- Problem to solve -
Reproduce the listing that follows with no differences at all.
──────── Task input ────────
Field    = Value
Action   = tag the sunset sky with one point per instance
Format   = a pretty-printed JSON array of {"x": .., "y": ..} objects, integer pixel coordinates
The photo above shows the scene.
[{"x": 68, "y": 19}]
────────
- Completed exercise -
Field    = Value
Action   = tag the sunset sky with one point per instance
Format   = a pretty-printed JSON array of {"x": .., "y": ..} objects, integer pixel coordinates
The photo above shows the scene.
[{"x": 68, "y": 19}]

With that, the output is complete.